▶ PROBLEM STATEMENT:
In the listing below, locate the line that contains "request: trace the outline of every instance of the black" and the line that contains "target: black dress shoe". Restate word for word those two lines and every line between them, and nothing else.
══ GIVEN INFORMATION
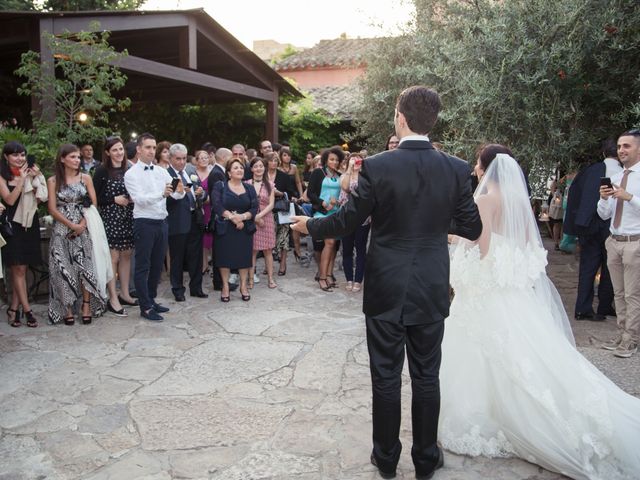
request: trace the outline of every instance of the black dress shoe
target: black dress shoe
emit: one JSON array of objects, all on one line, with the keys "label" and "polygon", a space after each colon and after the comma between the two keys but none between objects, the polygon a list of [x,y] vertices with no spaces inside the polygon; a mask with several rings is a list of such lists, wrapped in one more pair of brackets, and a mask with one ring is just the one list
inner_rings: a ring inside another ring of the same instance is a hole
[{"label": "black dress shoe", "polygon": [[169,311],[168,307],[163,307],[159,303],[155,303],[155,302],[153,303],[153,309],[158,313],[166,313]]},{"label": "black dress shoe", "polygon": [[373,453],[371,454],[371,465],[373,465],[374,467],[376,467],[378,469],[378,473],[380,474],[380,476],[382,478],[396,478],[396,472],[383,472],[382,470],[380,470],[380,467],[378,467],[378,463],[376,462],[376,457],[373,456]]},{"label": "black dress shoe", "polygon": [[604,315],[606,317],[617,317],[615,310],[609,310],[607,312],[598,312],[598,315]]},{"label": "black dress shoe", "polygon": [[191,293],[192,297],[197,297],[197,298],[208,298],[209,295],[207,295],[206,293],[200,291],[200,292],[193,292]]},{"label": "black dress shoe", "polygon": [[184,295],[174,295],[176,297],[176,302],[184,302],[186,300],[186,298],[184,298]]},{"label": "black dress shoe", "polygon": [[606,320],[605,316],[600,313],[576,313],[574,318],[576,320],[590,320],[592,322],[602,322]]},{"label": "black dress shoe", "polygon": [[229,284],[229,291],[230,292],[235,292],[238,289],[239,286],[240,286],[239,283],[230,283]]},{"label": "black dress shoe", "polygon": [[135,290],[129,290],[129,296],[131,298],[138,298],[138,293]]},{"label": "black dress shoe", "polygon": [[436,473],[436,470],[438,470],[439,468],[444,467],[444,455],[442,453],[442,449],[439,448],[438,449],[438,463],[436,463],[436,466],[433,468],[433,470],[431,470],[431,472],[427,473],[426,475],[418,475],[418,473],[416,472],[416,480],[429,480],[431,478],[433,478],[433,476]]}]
════
══ GIVEN INFORMATION
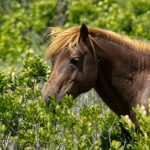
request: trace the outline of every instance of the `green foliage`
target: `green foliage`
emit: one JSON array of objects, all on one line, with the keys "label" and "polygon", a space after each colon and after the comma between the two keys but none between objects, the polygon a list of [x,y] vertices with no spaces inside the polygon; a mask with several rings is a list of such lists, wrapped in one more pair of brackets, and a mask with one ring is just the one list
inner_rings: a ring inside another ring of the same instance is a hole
════
▶ RESPONSE TO THIS EXERCISE:
request: trace the outline of every instance of the black dress shoe
target: black dress shoe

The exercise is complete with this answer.